Would you restate the entries below word for word, starting at the first line and ending with the one that has "compact form (102,425)."?
═══ DATA TO USE
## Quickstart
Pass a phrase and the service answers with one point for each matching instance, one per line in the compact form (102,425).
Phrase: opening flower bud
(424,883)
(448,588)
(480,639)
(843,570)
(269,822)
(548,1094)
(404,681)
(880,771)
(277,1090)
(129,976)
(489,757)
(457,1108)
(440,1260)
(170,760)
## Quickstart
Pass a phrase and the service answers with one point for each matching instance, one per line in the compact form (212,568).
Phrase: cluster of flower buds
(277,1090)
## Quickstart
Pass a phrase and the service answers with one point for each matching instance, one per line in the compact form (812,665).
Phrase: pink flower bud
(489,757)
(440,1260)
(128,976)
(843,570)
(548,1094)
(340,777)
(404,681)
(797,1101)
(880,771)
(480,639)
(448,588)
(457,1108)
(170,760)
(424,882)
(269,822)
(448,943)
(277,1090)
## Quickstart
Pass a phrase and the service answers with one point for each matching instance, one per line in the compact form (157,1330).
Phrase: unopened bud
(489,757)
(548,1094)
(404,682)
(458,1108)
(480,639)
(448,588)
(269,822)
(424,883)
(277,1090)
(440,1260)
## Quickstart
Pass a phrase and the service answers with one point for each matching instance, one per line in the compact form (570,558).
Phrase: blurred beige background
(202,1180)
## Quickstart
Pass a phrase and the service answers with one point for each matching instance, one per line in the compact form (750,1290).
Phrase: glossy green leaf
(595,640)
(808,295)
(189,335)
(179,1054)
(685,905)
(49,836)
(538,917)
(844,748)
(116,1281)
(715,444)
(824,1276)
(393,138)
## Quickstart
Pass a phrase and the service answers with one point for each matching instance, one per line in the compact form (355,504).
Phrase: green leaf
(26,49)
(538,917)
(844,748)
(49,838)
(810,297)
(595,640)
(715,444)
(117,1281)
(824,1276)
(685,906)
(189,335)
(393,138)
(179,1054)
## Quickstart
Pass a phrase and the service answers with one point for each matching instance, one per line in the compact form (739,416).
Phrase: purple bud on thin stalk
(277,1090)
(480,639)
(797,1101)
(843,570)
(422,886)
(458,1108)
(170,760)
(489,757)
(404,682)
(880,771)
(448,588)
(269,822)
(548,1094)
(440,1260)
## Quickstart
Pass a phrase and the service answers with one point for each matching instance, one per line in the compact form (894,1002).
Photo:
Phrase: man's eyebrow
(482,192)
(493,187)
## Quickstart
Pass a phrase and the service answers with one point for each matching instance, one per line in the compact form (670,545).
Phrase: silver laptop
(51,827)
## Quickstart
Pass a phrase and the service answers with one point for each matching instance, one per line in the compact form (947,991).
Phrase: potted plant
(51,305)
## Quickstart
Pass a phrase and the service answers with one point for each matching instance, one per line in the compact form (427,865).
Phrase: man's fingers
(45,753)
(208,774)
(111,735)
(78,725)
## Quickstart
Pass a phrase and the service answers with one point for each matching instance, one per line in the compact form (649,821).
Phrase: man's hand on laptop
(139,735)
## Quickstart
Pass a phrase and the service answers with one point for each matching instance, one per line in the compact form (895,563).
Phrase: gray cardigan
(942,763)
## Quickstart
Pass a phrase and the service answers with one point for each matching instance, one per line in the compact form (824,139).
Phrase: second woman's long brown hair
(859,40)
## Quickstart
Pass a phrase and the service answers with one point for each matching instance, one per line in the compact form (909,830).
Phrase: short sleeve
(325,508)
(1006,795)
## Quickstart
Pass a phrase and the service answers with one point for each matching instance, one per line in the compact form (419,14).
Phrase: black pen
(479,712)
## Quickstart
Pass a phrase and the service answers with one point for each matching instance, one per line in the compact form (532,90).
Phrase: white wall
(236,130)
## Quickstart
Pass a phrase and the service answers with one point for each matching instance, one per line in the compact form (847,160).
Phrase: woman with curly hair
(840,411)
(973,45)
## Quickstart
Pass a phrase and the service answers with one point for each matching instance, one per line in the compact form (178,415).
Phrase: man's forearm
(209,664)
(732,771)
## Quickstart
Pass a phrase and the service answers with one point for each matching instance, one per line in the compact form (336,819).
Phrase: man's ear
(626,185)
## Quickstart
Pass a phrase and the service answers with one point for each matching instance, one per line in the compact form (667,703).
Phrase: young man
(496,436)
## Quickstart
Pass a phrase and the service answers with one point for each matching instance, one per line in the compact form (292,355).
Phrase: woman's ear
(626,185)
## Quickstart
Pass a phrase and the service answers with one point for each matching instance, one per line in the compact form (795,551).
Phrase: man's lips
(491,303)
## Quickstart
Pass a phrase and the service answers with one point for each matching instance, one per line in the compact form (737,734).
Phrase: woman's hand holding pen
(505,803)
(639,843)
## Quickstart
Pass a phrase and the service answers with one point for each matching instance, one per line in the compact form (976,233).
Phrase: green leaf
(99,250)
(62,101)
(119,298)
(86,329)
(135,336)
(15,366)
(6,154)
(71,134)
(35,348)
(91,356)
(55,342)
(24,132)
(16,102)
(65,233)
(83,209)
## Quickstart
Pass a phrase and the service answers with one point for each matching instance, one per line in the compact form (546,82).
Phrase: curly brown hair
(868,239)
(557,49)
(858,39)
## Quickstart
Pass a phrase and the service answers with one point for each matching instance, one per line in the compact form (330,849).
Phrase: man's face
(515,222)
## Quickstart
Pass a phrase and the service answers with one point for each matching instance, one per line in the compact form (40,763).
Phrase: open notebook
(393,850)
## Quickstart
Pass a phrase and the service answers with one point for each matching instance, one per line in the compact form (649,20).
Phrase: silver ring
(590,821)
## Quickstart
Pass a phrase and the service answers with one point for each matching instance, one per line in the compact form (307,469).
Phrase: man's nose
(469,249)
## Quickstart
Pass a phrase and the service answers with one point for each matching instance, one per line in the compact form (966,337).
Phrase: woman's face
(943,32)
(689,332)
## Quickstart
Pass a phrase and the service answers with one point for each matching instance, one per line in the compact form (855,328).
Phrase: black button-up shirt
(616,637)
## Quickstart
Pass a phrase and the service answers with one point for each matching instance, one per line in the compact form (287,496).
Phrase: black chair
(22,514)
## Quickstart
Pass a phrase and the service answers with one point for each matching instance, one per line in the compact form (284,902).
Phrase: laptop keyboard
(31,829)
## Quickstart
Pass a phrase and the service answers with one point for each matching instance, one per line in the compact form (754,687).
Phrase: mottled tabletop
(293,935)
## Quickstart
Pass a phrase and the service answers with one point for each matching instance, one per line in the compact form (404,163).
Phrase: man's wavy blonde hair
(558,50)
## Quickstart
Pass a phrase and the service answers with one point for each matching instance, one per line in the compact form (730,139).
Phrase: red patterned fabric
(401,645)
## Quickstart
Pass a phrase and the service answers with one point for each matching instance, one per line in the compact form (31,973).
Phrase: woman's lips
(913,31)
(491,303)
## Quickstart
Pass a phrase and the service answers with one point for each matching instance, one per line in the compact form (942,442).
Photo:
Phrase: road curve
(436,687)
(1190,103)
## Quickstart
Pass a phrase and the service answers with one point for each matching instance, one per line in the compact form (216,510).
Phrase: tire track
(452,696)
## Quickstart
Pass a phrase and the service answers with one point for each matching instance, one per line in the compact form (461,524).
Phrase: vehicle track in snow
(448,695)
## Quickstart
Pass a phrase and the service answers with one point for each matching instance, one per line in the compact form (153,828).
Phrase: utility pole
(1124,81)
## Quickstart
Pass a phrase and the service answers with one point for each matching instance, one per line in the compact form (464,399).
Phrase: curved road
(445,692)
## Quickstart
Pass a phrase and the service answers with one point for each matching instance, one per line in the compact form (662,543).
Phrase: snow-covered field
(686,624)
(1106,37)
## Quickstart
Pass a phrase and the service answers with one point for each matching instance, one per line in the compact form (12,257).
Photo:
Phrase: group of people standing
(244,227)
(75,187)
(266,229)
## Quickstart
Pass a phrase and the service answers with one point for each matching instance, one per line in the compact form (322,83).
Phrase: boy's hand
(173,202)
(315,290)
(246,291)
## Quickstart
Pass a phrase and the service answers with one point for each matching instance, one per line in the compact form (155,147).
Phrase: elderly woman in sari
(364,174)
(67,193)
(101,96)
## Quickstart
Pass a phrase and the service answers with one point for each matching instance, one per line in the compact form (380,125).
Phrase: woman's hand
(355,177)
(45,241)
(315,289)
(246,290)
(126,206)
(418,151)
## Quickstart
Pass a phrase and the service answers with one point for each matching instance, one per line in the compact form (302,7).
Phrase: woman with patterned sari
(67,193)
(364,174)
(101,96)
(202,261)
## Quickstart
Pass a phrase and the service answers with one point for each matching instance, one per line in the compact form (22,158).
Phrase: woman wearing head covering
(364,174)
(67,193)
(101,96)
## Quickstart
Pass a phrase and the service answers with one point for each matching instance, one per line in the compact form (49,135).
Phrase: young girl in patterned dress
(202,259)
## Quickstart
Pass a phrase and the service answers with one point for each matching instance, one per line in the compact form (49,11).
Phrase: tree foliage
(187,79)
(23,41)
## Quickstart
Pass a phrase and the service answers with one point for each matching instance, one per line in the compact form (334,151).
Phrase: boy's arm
══════
_ANSWER TO THIS PROBLEM_:
## Quickstart
Pass a phrase and the service answers with one point for each matching instance, one per line in the compact form (102,425).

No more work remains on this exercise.